• TASKS TO COMPLETE:
1) Update the passage about the Taivassalo church, starting with "Friday 8 October" and going on through "swung this way.", by changing "church" to "chapel", and write out that stretch in full.
2) Recast every line of the records as a JSON list of strings, one string per line, with blank lines left out.

• QUOTED TEXT:
##########

Friday 8 October 2010

In the beginning

I've seen the face of God. It's kept in the nearby church at Taivassalo on a Dutch surplice made in 1510 and quite human for a god.

The tree of the crucifix at the altar was made 700 years ago by a great artist. His or her name is lost and the work was hidden for centuries when the Lutheran reformation swung this way.

The Christ, along whose arms wooden blood drips from wounded wooden hands, is angular, elongated yet entirely human in his expression of agony become its own morphic dulling of sense and senses. He is made of lime wood. He is hung on a cross, that oldest emblem of a tree, made from spruce: a beautifully circular paradigm of the living tree become the symbol of itself. The bosses at the ends of the tree's arms are of oak. These woods are practical considerations for a sculptor.

Lime has a stable nature when seasoned and is soft enough to the chisel and gouge, while being robust enough to hold even delicate carving well. Spruce, as any boatbuilder would also know, grows straight and true - no curves or knots to this cross. And the oak bosses, never warping, possibly even offcuts from other work the sculptor was making, but perfect for this job. Of course the Trinity is echoed in these three woods.

This whole church might have been made of wood, but instead was made of brick and stone. The brick indicates societal and woodland wealth, albeit in the control of a local aristocrat. It was built in the 1430s and what makes it remarkable, as if the artistry of that cross were not enough, are the glowing brightly coloured frescoes, uncovered in 1890 from two hundred and fifty years of Lutheran whitewash. Protestantism brooks no intermediaries between man and god. There is no need of visual prompts to illustrate creation, so long as there is the bible. In the beginning was the word and the word was with god and the word was god. The absolute primacy of logos over the writhing forms of devils, dragons, martyrdoms, resurrections.

##########

[Entries from a dataset]
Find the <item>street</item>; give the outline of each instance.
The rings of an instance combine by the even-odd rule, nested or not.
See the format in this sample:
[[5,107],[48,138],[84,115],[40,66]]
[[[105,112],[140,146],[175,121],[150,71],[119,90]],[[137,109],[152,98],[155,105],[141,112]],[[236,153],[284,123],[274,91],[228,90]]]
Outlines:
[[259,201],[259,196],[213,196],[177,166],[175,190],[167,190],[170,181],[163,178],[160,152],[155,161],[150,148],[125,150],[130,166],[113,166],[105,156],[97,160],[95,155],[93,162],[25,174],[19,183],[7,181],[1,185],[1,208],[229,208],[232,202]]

##########

• SOLUTIONS BELOW:
1)
Friday 8 October 2010

In the beginning

I've seen the face of God. It's kept in the nearby chapel at Taivassalo on a Dutch surplice made in 1510 and quite human for a god.

The tree of the crucifix at the altar was made 700 years ago by a great artist. His or her name is lost and the work was hidden for centuries when the Lutheran reformation swung this way.

2)
[
  "Find the <item>street</item>; give the outline of each instance.",
  "The rings of an instance combine by the even-odd rule, nested or not.",
  "See the format in this sample:",
  "[[5,107],[48,138],[84,115],[40,66]]",
  "[[[105,112],[140,146],[175,121],[150,71],[119,90]],[[137,109],[152,98],[155,105],[141,112]],[[236,153],[284,123],[274,91],[228,90]]]",
  "Outlines:",
  "[[259,201],[259,196],[213,196],[177,166],[175,190],[167,190],[170,181],[163,178],[160,152],[155,161],[150,148],[125,150],[130,166],[113,166],[105,156],[97,160],[95,155],[93,162],[25,174],[19,183],[7,181],[1,185],[1,208],[229,208],[232,202]]"
]